_What the exercise asks_:
Please output the data from the line containing "The function MUST return, for every instance of the green" down through the line containing "Query: green grass" as a Markdown table, leaving out blank lines. Use the columns Row and Line, with the row number in Row.

_Records shown_:
****

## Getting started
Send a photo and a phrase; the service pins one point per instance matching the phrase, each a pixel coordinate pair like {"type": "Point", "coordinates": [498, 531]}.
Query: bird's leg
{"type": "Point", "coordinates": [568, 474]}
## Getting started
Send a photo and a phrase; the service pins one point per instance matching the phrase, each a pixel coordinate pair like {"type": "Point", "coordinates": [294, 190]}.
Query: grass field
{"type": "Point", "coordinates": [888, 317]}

****

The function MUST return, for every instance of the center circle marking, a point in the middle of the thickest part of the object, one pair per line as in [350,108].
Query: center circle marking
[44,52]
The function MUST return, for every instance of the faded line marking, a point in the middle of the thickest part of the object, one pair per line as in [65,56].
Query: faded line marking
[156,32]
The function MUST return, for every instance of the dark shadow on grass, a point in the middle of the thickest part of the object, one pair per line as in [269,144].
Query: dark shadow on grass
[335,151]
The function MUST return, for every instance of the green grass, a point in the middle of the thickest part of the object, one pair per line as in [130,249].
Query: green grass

****

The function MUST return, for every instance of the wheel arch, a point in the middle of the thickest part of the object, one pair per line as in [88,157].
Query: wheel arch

****

_Task output_:
| Row | Line |
|---|---|
| 1 | The function MUST return, for every instance of the green grass, a point in the middle of the thickest part of the object, one pair per line as in [130,249]. |
| 2 | Query: green grass |